* Petunjuk dan Ketentuan
Salin tanpa perubahan bagian berita tentang PLTU batu bara yang diawali kata-kata berisi "Jisman menegaskan bahwa" dan diakhiri "RUPTL PLN 2025–2034.".

* Halaman
◆ ◆ ◆ ◆
Kementerian ESDM Pastikan 3,2 GW PLTU Batu Bara Beroperasi Tahun 2025, Batu Bara Masih Dibutuhkan

Senin, 02 Juni 2025 | 14:55:42 WIB
Kementerian ESDM Pastikan 3,2 GW PLTU Batu Bara Beroperasi Tahun 2025, Batu Bara Masih Dibutuhkan

JAKARTA - Kementerian Energi dan Sumber Daya Mineral (ESDM) mengumumkan bahwa pada tahun 2025 sebanyak 3,2 gigawatt (GW) dari total kapasitas pembangkit listrik tenaga uap (PLTU) batu bara sebesar 6,3 GW akan memasuki tahap commercial operation date (COD) atau mulai beroperasi secara komersial.

Direktur Jenderal Ketenagalistrikan Kementerian ESDM, Jisman P. Hutajulu, menjelaskan bahwa kapasitas 3,2 GW tersebut merupakan akumulasi dari beberapa proyek PLTU yang tersebar di berbagai wilayah Indonesia, yang dikelola oleh PLN dan independent power producer (IPP) dengan berbagai skema kontrak.

“Sebagian besar yang batu bara ini sudah COD di 2025 ini sekitar 3,2 GW,” ujar Jisman dalam acara Diseminasi Rencana Umum Ketenagalistrikan Nasional (RUKN) dan Rencana Usaha Penyediaan Tenaga Listrik (RUPTL) di Kantor Direktorat Jenderal Ketenagalistrikan.

Jisman menegaskan bahwa proyek-proyek PLTU yang siap beroperasi tahun ini bukan berasal dari satu pembangkit tunggal, melainkan gabungan dari sejumlah proyek yang berbeda-beda. Sementara itu, sisa kapasitas PLTU batu bara sebanyak 3,1 GW masih dalam tahap konstruksi dan dijadwalkan akan selesai dalam waktu dekat sesuai target RUPTL PLN 2025–2034.

Batu Bara Masih Relevan dalam Baurran Energi Nasional

Pernyataan Jisman tersebut menguatkan posisi batu bara sebagai salah satu sumber energi yang masih sangat dibutuhkan dalam pemenuhan kebutuhan listrik nasional. Menurutnya, penggunaan batu bara bukanlah sesuatu yang harus dijauhi, mengingat Indonesia merupakan salah satu produsen batu bara terbesar di dunia.
◆ ◆ ◆ ◆
* Cuplikan Data
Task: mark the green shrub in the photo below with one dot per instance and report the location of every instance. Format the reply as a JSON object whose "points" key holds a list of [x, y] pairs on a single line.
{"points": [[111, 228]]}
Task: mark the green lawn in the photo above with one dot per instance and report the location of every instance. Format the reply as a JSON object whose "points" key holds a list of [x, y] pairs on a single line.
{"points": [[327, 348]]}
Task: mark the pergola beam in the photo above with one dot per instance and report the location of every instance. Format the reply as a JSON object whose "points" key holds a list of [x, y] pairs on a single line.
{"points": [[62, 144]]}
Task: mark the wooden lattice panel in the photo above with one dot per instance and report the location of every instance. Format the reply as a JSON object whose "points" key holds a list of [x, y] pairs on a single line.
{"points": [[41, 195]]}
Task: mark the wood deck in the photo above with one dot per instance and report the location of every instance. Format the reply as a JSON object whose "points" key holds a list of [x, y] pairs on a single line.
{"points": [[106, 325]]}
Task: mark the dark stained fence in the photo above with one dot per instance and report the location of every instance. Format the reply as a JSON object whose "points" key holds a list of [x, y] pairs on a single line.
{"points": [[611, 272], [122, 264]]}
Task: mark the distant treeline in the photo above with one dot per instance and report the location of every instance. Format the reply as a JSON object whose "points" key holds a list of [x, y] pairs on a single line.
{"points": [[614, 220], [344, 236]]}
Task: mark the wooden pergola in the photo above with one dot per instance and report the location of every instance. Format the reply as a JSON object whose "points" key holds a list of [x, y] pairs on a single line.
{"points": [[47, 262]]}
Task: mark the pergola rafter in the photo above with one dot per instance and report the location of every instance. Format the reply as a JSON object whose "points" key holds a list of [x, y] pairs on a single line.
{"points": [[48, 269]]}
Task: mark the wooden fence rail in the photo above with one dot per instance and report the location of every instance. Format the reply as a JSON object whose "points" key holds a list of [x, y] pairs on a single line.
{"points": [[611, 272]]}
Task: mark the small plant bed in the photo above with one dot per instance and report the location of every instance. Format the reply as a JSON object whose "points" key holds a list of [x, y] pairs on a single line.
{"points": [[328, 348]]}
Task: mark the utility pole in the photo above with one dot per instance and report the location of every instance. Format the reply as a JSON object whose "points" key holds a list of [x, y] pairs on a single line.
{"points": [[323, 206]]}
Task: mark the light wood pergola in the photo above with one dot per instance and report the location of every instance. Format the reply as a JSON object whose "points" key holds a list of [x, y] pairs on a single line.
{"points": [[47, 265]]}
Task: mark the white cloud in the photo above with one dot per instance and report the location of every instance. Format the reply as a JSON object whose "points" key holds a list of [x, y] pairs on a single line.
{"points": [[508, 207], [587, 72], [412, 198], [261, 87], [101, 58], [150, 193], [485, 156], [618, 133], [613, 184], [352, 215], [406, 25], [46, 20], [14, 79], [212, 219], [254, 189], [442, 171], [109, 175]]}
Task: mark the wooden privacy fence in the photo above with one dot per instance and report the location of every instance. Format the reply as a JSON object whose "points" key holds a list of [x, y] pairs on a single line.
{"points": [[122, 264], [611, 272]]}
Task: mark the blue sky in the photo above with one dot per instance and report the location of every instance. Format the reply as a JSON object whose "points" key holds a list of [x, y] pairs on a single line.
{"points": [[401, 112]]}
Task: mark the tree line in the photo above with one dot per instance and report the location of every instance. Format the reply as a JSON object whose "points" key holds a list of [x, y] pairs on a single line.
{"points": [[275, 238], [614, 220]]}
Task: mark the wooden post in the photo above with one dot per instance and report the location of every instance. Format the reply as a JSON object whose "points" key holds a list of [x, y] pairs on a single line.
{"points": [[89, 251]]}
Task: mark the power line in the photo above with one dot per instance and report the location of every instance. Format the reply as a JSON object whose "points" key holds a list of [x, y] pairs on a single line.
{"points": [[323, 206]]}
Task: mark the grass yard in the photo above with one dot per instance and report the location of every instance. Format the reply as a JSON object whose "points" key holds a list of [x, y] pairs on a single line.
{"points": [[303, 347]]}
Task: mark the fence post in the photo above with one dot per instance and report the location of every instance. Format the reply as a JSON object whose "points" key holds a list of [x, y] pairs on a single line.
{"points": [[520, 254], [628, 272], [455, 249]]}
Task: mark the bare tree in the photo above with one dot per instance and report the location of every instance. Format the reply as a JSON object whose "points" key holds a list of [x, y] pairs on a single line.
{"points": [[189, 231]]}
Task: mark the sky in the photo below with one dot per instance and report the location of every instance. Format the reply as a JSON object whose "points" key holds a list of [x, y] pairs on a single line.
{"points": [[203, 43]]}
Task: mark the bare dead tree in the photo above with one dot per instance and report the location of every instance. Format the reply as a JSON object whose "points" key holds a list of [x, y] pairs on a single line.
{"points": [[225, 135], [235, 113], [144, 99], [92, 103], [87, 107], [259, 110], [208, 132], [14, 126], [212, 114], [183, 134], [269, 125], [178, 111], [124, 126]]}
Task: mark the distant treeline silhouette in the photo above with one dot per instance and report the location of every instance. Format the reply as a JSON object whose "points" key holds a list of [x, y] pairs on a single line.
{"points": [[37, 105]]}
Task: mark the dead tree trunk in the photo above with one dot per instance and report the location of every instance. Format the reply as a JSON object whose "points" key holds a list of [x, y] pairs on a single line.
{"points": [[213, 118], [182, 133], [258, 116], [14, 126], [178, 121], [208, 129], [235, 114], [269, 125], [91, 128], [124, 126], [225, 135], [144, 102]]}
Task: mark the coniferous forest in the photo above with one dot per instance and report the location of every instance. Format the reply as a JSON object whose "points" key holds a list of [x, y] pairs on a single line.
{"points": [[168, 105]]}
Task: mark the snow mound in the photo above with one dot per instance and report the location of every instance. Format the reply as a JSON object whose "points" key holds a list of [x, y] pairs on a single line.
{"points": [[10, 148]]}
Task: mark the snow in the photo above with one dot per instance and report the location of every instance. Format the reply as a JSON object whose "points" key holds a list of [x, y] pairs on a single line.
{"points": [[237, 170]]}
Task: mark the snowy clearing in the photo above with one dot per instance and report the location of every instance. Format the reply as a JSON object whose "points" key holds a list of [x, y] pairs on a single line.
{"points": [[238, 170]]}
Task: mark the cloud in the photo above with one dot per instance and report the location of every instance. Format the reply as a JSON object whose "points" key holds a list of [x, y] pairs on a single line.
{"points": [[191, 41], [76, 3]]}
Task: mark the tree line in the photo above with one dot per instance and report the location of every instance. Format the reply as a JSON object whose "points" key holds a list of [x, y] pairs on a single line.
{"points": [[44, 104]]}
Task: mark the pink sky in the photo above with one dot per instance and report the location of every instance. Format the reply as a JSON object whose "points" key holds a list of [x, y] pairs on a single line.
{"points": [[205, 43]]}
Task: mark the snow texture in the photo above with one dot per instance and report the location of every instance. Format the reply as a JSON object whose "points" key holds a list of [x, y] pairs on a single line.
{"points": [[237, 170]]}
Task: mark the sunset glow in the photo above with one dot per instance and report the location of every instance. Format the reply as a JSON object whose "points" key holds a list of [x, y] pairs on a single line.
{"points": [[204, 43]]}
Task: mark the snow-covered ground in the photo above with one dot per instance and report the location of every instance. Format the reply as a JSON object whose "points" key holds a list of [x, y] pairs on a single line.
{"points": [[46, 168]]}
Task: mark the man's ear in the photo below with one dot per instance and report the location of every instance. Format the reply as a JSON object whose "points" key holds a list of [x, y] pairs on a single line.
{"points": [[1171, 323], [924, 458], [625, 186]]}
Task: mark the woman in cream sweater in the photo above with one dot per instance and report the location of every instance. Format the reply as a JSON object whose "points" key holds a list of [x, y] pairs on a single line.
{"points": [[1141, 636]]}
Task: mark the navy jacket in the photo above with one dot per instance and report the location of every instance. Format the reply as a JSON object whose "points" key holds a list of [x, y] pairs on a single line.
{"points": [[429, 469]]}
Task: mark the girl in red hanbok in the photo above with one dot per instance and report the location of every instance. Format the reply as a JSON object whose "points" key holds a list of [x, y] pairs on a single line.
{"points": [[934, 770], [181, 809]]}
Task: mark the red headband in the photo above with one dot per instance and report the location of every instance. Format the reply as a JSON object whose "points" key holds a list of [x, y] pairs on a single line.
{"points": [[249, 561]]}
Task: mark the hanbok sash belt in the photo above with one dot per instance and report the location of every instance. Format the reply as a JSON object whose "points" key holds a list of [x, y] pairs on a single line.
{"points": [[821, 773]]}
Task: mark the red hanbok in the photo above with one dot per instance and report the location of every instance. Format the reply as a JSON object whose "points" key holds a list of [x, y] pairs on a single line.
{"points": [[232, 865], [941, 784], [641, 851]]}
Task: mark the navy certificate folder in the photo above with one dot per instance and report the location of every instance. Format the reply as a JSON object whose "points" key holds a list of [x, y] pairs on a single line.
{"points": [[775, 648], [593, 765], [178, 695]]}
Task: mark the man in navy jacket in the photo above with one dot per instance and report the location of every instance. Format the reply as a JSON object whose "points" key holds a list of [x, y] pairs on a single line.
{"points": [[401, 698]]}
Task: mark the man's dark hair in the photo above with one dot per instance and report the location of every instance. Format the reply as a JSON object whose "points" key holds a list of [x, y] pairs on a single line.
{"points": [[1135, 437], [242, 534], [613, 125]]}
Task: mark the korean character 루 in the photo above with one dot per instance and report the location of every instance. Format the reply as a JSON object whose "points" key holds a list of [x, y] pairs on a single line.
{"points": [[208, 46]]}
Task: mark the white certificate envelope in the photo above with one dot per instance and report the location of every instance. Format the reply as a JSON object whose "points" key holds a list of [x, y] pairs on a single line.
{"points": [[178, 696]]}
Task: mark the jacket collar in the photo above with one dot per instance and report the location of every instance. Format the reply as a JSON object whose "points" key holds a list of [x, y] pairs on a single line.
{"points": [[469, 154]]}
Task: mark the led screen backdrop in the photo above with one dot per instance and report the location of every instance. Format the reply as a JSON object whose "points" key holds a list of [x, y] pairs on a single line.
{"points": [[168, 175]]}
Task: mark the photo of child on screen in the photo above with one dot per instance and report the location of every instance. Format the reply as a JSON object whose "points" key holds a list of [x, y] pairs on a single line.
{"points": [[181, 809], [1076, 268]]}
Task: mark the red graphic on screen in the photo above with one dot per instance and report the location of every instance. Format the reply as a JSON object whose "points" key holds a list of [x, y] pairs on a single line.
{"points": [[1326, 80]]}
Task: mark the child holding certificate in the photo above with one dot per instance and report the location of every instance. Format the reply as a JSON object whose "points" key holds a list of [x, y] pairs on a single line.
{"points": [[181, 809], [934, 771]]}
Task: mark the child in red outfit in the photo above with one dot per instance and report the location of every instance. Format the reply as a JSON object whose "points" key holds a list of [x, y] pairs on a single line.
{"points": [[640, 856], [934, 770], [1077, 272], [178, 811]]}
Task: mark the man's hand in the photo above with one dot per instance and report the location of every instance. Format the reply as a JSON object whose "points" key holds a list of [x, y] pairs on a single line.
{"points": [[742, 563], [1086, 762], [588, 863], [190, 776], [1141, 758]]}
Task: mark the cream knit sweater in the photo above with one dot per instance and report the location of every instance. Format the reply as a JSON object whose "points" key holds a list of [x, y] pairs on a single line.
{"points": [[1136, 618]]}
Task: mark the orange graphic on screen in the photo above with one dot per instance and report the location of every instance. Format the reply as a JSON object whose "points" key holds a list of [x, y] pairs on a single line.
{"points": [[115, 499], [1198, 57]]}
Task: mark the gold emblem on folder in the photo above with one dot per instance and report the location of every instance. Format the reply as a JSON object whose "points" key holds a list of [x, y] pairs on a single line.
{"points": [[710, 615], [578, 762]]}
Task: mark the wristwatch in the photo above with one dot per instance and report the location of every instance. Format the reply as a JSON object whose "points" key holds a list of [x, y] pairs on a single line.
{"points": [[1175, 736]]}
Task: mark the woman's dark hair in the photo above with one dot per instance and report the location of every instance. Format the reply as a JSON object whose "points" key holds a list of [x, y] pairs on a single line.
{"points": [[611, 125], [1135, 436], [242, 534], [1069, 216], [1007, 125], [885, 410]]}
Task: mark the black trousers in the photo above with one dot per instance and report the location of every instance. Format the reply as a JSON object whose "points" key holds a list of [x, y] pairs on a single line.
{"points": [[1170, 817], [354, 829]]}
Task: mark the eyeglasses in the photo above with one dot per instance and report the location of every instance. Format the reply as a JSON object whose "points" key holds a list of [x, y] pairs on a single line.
◆ ◆ ◆ ◆
* Hasil Latihan
Jisman menegaskan bahwa proyek-proyek PLTU yang siap beroperasi tahun ini bukan berasal dari satu pembangkit tunggal, melainkan gabungan dari sejumlah proyek yang berbeda-beda. Sementara itu, sisa kapasitas PLTU batu bara sebanyak 3,1 GW masih dalam tahap konstruksi dan dijadwalkan akan selesai dalam waktu dekat sesuai target RUPTL PLN 2025–2034.